[Stored dataset items]
┌────────

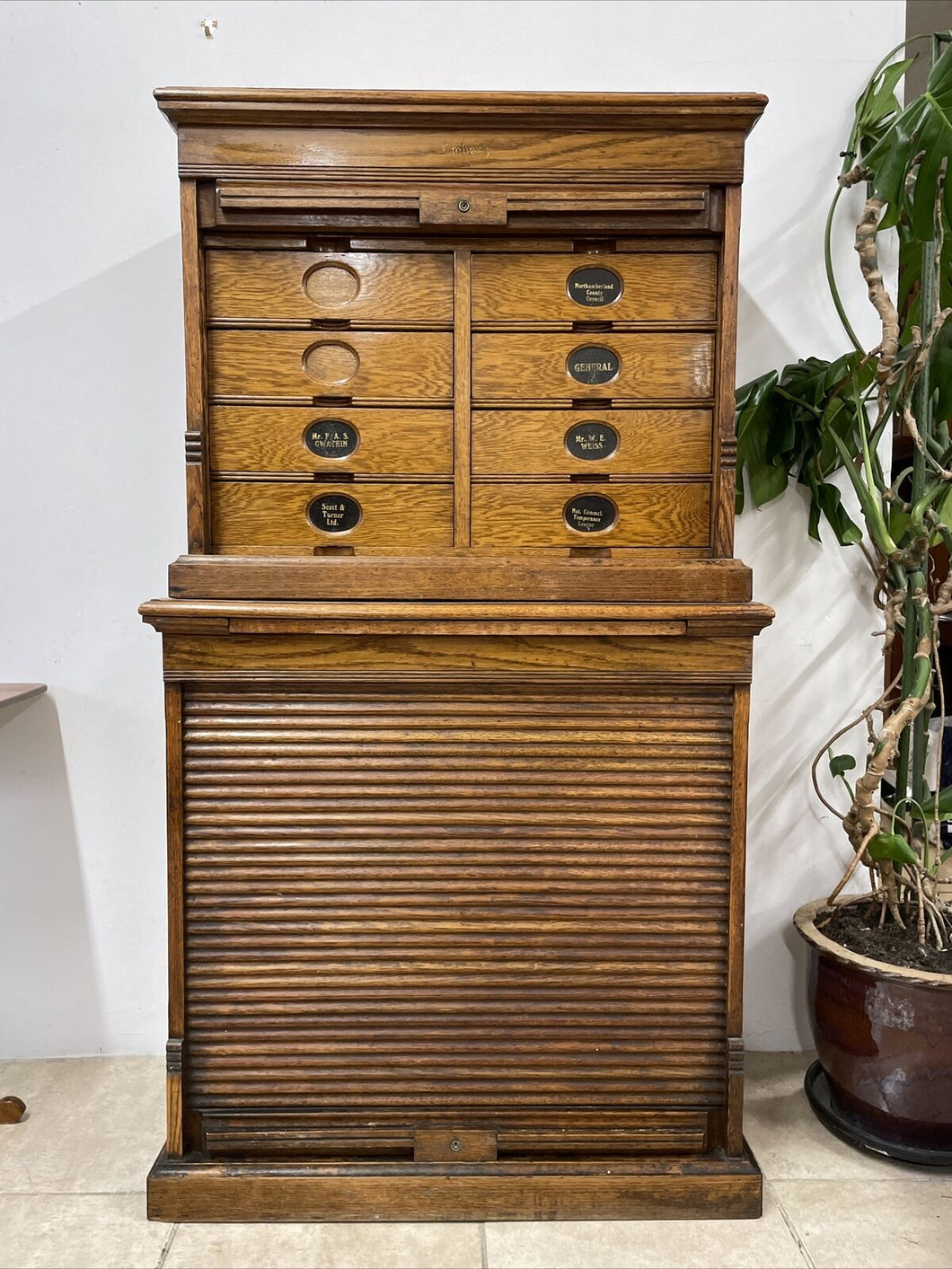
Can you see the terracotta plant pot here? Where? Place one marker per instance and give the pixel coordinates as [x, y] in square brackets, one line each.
[884, 1041]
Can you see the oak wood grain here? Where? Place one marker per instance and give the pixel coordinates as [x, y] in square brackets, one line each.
[653, 366]
[725, 427]
[721, 660]
[231, 149]
[467, 580]
[456, 798]
[669, 1188]
[463, 460]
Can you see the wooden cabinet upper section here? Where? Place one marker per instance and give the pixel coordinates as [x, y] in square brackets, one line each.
[485, 322]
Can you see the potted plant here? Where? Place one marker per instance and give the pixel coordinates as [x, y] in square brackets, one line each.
[881, 962]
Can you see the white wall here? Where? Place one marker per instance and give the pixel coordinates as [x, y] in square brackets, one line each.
[92, 504]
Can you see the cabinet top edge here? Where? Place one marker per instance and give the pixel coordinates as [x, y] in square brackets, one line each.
[304, 107]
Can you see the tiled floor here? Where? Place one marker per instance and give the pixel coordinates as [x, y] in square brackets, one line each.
[71, 1180]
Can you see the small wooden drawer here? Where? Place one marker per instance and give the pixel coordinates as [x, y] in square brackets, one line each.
[399, 366]
[251, 516]
[577, 442]
[640, 367]
[612, 514]
[617, 287]
[357, 286]
[258, 438]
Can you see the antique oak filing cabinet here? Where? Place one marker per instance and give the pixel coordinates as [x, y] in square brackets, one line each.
[457, 664]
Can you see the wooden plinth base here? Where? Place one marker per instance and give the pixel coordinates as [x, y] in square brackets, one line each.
[707, 1188]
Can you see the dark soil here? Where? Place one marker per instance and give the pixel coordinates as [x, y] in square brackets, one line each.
[857, 927]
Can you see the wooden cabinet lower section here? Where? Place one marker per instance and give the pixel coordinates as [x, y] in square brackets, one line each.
[454, 915]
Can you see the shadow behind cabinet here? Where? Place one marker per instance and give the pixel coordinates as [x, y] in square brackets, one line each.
[457, 665]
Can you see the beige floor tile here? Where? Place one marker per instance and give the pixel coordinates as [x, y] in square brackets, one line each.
[92, 1126]
[791, 1143]
[77, 1231]
[764, 1244]
[325, 1247]
[857, 1225]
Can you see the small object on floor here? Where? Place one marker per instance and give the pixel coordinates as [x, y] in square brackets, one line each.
[12, 1109]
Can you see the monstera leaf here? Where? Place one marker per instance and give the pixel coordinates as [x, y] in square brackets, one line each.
[908, 162]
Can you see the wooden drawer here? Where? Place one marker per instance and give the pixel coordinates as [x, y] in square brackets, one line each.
[356, 286]
[251, 516]
[619, 287]
[300, 363]
[555, 442]
[515, 514]
[251, 438]
[620, 366]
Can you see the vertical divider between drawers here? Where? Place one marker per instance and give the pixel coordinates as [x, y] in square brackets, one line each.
[463, 291]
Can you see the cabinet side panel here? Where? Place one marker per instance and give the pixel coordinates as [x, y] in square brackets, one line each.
[175, 916]
[470, 905]
[196, 375]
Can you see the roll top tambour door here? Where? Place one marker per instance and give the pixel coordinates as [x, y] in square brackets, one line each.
[295, 516]
[363, 287]
[617, 514]
[463, 905]
[329, 439]
[619, 366]
[368, 366]
[586, 441]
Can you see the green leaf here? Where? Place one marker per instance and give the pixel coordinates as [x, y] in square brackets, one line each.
[940, 372]
[831, 503]
[937, 807]
[891, 845]
[841, 764]
[908, 184]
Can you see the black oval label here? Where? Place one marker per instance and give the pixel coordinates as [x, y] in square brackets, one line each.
[592, 441]
[593, 365]
[334, 513]
[595, 287]
[590, 513]
[331, 438]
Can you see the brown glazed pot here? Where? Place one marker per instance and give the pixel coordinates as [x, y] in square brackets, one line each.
[884, 1038]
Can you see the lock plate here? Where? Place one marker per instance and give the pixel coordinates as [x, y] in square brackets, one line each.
[454, 1145]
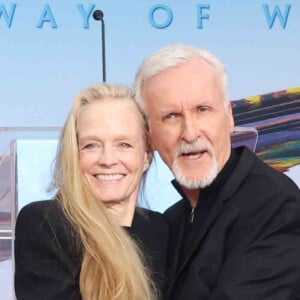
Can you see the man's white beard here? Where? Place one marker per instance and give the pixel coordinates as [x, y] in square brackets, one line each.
[199, 145]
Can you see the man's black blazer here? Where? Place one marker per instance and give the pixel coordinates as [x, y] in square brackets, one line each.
[248, 247]
[48, 253]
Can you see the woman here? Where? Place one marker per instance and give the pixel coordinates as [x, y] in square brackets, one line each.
[73, 247]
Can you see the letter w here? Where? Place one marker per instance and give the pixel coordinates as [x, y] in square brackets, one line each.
[8, 17]
[277, 13]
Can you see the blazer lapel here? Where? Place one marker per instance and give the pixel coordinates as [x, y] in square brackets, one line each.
[215, 211]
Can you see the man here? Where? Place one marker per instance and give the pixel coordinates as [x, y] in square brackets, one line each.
[236, 232]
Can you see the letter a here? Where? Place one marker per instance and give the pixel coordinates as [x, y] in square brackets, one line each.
[47, 16]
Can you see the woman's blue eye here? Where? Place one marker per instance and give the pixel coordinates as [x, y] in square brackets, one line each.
[170, 116]
[203, 108]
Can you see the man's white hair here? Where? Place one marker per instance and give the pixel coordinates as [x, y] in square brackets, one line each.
[174, 56]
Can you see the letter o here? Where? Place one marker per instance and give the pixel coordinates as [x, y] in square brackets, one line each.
[168, 12]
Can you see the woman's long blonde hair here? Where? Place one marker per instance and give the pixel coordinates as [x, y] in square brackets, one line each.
[112, 266]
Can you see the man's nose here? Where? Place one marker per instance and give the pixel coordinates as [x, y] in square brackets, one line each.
[190, 130]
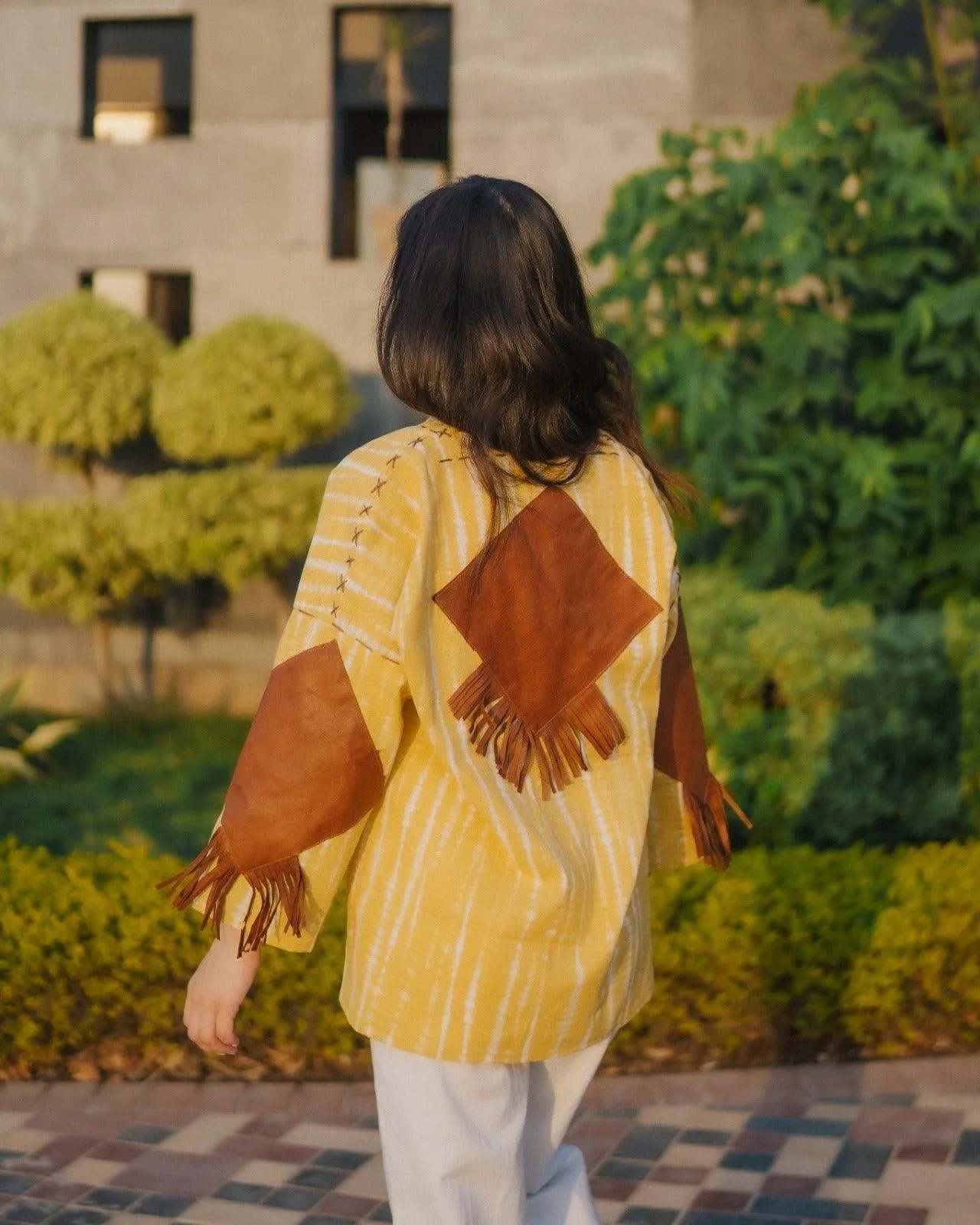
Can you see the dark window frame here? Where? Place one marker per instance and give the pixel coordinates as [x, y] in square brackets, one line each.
[428, 129]
[181, 116]
[181, 325]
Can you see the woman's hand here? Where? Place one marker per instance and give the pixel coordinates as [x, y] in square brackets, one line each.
[216, 991]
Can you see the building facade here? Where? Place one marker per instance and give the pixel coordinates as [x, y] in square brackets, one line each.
[202, 156]
[199, 159]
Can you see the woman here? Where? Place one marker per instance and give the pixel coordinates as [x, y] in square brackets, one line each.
[483, 714]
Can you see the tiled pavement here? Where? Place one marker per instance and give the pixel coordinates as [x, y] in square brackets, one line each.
[880, 1143]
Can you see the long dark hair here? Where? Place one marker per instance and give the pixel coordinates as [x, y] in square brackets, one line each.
[484, 325]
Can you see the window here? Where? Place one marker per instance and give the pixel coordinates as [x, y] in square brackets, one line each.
[163, 297]
[391, 139]
[138, 80]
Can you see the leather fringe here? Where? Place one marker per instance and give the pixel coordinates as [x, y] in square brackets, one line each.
[557, 749]
[275, 886]
[710, 824]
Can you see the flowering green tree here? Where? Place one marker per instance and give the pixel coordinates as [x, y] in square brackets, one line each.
[802, 315]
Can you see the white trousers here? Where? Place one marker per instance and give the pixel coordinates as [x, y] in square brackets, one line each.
[482, 1143]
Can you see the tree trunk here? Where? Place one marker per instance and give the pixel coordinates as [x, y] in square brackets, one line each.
[104, 658]
[147, 659]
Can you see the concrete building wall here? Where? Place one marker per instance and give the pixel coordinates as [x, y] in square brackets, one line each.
[570, 96]
[567, 95]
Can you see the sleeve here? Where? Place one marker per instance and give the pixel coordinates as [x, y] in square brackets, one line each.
[328, 726]
[688, 821]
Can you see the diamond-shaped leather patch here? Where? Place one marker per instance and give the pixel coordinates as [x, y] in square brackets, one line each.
[548, 614]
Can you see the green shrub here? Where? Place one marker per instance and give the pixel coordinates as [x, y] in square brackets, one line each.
[710, 1002]
[916, 986]
[95, 965]
[70, 557]
[892, 775]
[158, 782]
[771, 669]
[77, 377]
[963, 645]
[232, 524]
[789, 956]
[753, 965]
[255, 389]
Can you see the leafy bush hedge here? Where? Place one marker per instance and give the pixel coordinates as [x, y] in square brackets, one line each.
[255, 389]
[790, 955]
[157, 782]
[832, 728]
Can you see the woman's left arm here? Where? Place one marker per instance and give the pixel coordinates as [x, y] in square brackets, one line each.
[216, 991]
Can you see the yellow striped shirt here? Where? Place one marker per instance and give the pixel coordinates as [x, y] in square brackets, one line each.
[484, 924]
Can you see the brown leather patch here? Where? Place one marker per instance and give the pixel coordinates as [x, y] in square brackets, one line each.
[309, 769]
[551, 609]
[679, 746]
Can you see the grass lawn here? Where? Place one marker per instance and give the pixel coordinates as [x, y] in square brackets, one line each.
[157, 779]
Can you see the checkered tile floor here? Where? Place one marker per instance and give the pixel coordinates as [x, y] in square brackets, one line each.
[880, 1143]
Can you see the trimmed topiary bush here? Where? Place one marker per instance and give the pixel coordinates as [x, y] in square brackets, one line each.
[77, 377]
[254, 390]
[230, 524]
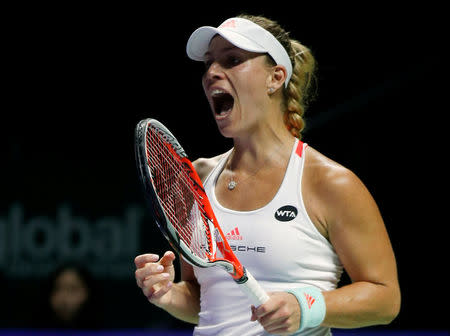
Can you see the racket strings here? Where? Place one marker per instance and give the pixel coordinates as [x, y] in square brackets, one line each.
[177, 194]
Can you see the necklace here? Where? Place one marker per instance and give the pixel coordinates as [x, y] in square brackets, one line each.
[233, 183]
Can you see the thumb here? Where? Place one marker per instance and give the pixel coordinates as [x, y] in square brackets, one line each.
[167, 259]
[253, 317]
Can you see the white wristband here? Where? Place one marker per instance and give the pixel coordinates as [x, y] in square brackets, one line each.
[312, 306]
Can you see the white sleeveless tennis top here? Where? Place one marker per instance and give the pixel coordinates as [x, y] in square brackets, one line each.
[280, 246]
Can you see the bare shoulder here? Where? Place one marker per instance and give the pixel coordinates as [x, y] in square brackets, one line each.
[326, 173]
[333, 192]
[204, 166]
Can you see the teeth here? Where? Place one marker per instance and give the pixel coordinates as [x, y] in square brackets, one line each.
[217, 92]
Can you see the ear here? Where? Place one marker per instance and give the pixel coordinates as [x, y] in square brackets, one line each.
[277, 77]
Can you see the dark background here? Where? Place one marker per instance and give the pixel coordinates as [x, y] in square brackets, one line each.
[77, 79]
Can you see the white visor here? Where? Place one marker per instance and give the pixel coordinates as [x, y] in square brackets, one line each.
[245, 35]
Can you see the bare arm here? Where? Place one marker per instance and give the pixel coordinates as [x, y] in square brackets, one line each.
[155, 276]
[358, 234]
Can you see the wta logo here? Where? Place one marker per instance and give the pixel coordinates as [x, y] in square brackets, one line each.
[286, 213]
[234, 234]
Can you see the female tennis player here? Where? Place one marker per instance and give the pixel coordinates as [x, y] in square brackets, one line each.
[294, 217]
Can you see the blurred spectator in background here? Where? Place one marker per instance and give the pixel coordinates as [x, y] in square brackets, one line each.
[71, 300]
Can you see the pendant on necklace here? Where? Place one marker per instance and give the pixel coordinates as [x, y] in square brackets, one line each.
[232, 185]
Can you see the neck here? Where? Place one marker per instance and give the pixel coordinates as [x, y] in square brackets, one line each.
[265, 146]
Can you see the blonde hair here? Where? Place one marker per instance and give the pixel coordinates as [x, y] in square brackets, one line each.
[301, 89]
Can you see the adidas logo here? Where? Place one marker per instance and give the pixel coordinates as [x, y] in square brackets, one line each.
[309, 300]
[234, 234]
[229, 24]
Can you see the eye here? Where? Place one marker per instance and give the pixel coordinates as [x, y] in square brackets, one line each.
[232, 60]
[207, 63]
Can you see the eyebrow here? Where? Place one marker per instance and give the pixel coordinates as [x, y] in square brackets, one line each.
[222, 50]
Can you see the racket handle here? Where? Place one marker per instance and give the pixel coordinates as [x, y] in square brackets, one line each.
[254, 291]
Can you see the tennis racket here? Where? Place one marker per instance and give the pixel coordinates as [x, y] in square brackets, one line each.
[181, 208]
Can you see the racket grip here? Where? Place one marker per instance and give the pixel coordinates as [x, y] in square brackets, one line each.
[254, 291]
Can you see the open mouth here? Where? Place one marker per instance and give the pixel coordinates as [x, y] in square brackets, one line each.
[222, 102]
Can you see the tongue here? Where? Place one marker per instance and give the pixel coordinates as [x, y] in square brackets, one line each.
[226, 106]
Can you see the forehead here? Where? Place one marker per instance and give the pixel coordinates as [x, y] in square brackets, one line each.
[219, 45]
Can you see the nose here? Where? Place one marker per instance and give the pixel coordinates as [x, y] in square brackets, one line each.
[214, 73]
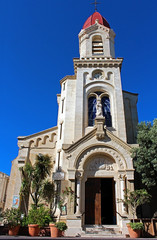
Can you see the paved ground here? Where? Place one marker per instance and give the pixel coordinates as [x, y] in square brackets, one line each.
[66, 238]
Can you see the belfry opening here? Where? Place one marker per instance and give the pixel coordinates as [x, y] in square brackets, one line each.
[100, 207]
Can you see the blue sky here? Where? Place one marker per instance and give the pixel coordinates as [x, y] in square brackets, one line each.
[38, 40]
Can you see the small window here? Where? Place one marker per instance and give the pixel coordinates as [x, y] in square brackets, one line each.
[97, 45]
[63, 86]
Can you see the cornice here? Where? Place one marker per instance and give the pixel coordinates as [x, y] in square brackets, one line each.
[100, 62]
[71, 77]
[80, 141]
[38, 133]
[92, 133]
[118, 140]
[136, 94]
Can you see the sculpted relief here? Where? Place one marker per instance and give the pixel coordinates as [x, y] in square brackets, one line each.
[100, 163]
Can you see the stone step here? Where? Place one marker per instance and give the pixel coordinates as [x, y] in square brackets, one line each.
[112, 231]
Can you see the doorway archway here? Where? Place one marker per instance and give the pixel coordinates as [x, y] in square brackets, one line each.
[100, 207]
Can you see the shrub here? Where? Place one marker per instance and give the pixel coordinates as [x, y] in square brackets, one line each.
[61, 226]
[11, 217]
[136, 225]
[40, 216]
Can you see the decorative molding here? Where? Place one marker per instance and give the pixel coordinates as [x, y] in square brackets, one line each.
[119, 141]
[71, 77]
[98, 150]
[38, 133]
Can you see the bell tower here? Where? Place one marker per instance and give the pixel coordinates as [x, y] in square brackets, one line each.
[96, 39]
[98, 75]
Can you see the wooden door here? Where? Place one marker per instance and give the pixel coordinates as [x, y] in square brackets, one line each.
[93, 201]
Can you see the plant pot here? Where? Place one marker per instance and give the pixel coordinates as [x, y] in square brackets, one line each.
[33, 229]
[133, 233]
[55, 232]
[13, 231]
[60, 233]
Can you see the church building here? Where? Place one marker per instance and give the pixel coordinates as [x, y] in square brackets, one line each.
[91, 144]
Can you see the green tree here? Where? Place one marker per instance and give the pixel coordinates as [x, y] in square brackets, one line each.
[34, 179]
[145, 156]
[133, 199]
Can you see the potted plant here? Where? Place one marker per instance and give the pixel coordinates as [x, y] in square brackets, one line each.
[12, 217]
[133, 199]
[57, 229]
[37, 217]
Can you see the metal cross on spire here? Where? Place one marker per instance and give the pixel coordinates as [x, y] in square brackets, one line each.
[95, 3]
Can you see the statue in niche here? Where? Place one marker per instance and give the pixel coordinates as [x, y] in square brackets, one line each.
[99, 108]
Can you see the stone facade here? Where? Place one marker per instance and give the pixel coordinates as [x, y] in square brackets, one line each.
[83, 151]
[4, 179]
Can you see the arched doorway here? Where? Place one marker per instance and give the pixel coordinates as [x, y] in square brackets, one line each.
[99, 187]
[100, 201]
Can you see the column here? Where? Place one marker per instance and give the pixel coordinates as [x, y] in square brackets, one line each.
[122, 188]
[78, 189]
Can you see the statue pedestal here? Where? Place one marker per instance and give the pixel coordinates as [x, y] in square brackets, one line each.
[99, 123]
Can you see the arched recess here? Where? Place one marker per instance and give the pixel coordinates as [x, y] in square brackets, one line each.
[108, 151]
[97, 45]
[37, 143]
[53, 137]
[106, 109]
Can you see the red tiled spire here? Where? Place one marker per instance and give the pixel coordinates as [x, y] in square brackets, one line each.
[91, 20]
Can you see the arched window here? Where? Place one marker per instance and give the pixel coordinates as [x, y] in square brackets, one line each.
[97, 45]
[105, 101]
[91, 110]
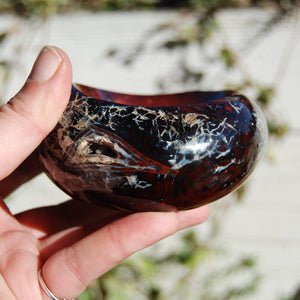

└────────

→ **HOW TO COMPLETE THIS TASK**
With the pictures left out, copy exactly the lines from the one containing "Can you see the red" through the final line of the records above, both included.

→ **THE COMPLETED TASK**
Can you see the red tiled spire here? Where? Place one marker per instance and give the pixel coordinates as [x, y] in square brackets, one line each.
[91, 20]
Can you see the arched window here? Where? Place one marker per instance and give the pixel coordinates as [x, y] in square brackets, one line each.
[97, 45]
[105, 101]
[91, 110]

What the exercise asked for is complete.